● EXERCISE PROMPT
Output all lines exactly.

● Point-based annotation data
— start —

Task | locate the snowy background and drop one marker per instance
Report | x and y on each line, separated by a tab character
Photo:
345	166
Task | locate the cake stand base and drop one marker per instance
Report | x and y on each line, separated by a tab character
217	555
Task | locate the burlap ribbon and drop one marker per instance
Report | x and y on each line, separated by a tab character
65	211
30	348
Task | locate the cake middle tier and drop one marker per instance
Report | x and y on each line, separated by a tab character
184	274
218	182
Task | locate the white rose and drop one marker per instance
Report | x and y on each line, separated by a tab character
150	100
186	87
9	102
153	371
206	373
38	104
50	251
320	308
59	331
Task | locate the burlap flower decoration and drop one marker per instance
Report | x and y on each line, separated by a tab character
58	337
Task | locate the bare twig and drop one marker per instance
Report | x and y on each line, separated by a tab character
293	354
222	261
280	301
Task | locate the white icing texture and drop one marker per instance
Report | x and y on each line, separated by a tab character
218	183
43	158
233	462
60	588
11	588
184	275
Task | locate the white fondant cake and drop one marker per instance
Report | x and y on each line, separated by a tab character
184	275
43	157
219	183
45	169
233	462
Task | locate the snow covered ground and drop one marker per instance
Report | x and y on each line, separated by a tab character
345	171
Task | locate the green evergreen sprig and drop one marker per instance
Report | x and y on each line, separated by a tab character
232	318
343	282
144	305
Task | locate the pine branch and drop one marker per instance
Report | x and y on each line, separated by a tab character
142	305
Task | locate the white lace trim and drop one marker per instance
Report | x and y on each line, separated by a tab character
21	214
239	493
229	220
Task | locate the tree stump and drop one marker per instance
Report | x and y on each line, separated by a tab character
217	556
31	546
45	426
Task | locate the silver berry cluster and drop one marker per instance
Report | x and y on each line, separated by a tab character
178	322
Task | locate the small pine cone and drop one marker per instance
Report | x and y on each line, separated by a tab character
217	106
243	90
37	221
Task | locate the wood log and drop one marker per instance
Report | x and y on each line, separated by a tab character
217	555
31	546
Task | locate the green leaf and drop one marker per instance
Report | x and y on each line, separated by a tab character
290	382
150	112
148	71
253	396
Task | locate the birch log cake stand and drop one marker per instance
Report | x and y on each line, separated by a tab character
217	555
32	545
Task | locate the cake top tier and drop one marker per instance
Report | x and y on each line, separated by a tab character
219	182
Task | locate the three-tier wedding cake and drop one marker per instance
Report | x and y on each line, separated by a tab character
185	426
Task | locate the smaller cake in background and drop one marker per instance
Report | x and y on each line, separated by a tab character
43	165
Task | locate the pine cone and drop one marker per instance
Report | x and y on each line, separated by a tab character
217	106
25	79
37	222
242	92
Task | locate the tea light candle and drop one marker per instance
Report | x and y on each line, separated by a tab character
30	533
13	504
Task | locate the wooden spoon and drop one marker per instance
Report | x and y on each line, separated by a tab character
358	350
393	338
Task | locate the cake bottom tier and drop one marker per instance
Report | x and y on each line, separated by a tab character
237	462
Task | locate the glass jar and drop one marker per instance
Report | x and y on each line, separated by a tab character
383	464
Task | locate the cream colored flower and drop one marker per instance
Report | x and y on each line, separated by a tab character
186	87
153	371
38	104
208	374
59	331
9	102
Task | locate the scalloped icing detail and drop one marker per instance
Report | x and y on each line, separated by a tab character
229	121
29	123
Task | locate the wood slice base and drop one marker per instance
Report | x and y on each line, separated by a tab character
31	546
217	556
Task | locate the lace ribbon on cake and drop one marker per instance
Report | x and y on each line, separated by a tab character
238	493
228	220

— end —

● SOLUTION FOR THIS EXERCISE
Task | locate the snowy background and drop one marker per instance
Report | x and y on each line, separated by a tab character
Photo:
345	166
Task | locate the cake stand base and drop one marker per instance
Report | x and y on each line, separated by a tab character
217	555
Task | locate the burlap ribbon and drop one marker per instance
Report | x and y on each line, separated by a tab character
65	211
30	348
Task | locate the cake middle tier and drop one marker per instance
Report | x and y on each line, separated by a tab character
184	274
218	182
Task | locate the white rose and drop one marker per instance
Report | x and y on each line, separated by a tab character
150	100
186	87
9	102
153	371
206	373
38	104
50	251
320	308
59	331
Task | locate the burlap flower decoration and drop one marker per instance
Report | x and y on each line, separated by a tab character
58	337
Task | locate the bare twig and drop one marker per instance
Report | x and y on each line, separated by a tab character
293	354
222	261
280	301
Task | locate the white icing texture and drop one marker per instance
Report | x and y on each line, separated by a tab character
218	183
43	158
233	462
60	588
11	588
184	275
Task | locate the white fondant cake and drop one marker per instance
Report | x and y on each line, separated by a tab character
184	275
43	157
219	183
45	169
233	462
Task | locate the snow covered ground and drop one marker per instance
Report | x and y on each line, separated by a tab character
345	171
Task | locate the green evergreen sprig and drop one marker per instance
Report | x and y on each line, separated by a tab character
232	318
343	282
144	305
Task | locate the pine branch and drop one marker per instance
Report | x and y on each line, separated by a tab character
142	305
Task | locate the white lace trim and drop one marker per instance
Report | x and y on each line, separated by a tab character
21	214
239	493
229	220
Task | locate the tree stump and drop one marker per instance
Report | x and y on each line, separated by a tab character
217	556
31	546
45	426
Task | locate the silver berry cluster and drop one marker per instance
Report | x and y on each line, separated by a tab character
178	322
Task | locate the small pine cone and drop one marker per instance
Report | x and y on each line, separated by a tab character
217	106
243	90
37	221
Task | locate the wood log and drop one marker per instance
Report | x and y on each line, separated by a tab character
217	555
31	546
Task | locate the green leaf and drop one marker per instance
Report | x and y on each line, separated by a tab character
290	382
150	112
148	71
253	396
Task | locate the birch log cake stand and drop one marker per instance
Report | x and y on each line, separated by a tab character
217	555
32	545
Task | locate the cake top tier and drop one marker per instance
Report | x and y on each line, separated by a tab character
219	182
Task | locate the three-tier wedding cake and drop one marker per instance
Report | x and y on each line, separated by a tab character
185	426
Task | locate the smaller cake in background and drop one marker per instance
Report | x and y on each line, separated by a tab character
43	165
Task | locate the pine cone and drop one marker per instance
Report | x and y on each line, separated by a tab character
217	106
25	79
37	222
242	92
Task | locate the tea light candle and drop one marker per instance
Report | x and y on each line, separated by a tab character
30	533
13	504
Task | locate the wooden spoon and drop one marker per instance
Report | x and y on each line, separated by a tab character
358	350
393	338
Task | locate the cake bottom tier and drop one marker per instance
Report | x and y on each line, separated by a tab character
237	462
Task | locate the glass jar and drop one marker per instance
Report | x and y on each line, separated by a tab character
383	464
Task | locate the cream colored flower and drop one marker per instance
Report | x and y on each line, separated by a tab character
186	87
153	371
38	104
208	374
59	331
9	102
Task | locate the scalloped icing detail and drop one marker per instance
Report | x and y on each line, separated by a tab character
229	121
29	123
Task | locate the wood slice base and drop one marker per instance
Report | x and y on each line, separated by a tab character
31	546
217	556
Task | locate the lace ribbon on cake and drop one marker per instance
Report | x and y on each line, separated by a tab character
238	493
228	220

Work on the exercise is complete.